### TEXT FOR ANALYSIS
╭──

The origin of the African Child Day

By Sarah Kisakye

The Day of the African Child was instituted for the first time in memory of the 16th June 1976 student uprising in Soweto, South Africa.

During that time students marched in protest against the poor quality of education they received and demanded to be taught in their own languages. However, many student protesters were shot dead by police officials of the then apartheid government.

Since then, the OAU and its successor, the AU, have used the Day of the African Child to remember these children, to celebrate children in Africa as well as to inspire a sober reflection and action towards addressing the challenges that children in Africa face on a daily basis.

 

The day is also commemorated to remind adult stakeholders that children are change agents in their own right and therefore platforms must be created to allow them space to express their views and opinions.

"It is important that children are listened to as they discuss issues that affect them in their day-to-day lives as we have witnessed today. Children have expressed concerns over the current kidnapp cases, increasing child marriages, bribing of police officers who handle child abuse cases and violence in schools and at home," noted Catherine Ntabadde who is UNICEF's communications specialist.

Children from various schools have given their different interpretations on what child rights are, and what should be done by the government and other stakeholders in observing children's rights. This was at the children's symposium in Kibaale held ahead of African Child Day on Saturday.

 

Several children noted rights to food, medical care and education among their rights. Tayebwa Trevor Alex, a Primary seven pupil from Duhaga Boys Primary School explains that child rights involve everything to do with good upbringing of a child.

╰──

### ACTIONS TO TAKE
• a. Answer these questions from the African Child Day article:
(i) On what date did the Soweto student uprising take place?
(ii) What position does Catherine Ntabadde hold?
(iii) Which school does Tayebwa Trevor Alex attend?
• b. Quote the African Child Day article between "The Day of the African Child was" and "views and opinions.", inclusive.
The records are separate material and have no connection to the African Child Day article.

### DATA EXTRACT

╭──

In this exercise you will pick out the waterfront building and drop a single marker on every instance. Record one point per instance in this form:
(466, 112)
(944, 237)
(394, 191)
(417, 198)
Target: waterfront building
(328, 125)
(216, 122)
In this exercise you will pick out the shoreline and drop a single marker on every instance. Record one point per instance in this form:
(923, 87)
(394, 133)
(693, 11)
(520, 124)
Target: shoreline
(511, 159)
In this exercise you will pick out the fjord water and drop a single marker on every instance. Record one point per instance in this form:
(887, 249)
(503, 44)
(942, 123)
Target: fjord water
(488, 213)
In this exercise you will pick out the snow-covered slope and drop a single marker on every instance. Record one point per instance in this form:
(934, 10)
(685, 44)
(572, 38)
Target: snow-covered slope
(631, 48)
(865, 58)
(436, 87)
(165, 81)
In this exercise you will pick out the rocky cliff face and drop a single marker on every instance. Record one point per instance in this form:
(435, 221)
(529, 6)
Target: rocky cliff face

╰──
╭──

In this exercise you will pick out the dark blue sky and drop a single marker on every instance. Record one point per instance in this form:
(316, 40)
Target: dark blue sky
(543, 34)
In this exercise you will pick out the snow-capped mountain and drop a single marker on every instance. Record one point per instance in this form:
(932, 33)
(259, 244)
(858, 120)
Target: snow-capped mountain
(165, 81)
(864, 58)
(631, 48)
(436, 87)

╰──
╭──

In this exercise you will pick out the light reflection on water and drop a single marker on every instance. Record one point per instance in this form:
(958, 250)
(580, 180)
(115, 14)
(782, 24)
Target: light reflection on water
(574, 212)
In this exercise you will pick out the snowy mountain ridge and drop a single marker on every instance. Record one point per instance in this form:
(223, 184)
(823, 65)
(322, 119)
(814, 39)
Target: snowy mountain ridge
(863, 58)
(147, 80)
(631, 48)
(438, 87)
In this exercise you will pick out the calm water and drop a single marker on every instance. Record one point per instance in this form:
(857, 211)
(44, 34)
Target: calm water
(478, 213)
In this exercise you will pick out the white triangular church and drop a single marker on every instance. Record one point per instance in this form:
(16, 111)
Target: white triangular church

╰──

### LIST OF SOLUTIONS
• a.
(i) 16th June 1976
(ii) UNICEF's communications specialist
(iii) Duhaga Boys Primary School

• b.
The Day of the African Child was instituted for the first time in memory of the 16th June 1976 student uprising in Soweto, South Africa.

During that time students marched in protest against the poor quality of education they received and demanded to be taught in their own languages. However, many student protesters were shot dead by police officials of the then apartheid government.

Since then, the OAU and its successor, the AU, have used the Day of the African Child to remember these children, to celebrate children in Africa as well as to inspire a sober reflection and action towards addressing the challenges that children in Africa face on a daily basis.

 

The day is also commemorated to remind adult stakeholders that children are change agents in their own right and therefore platforms must be created to allow them space to express their views and opinions.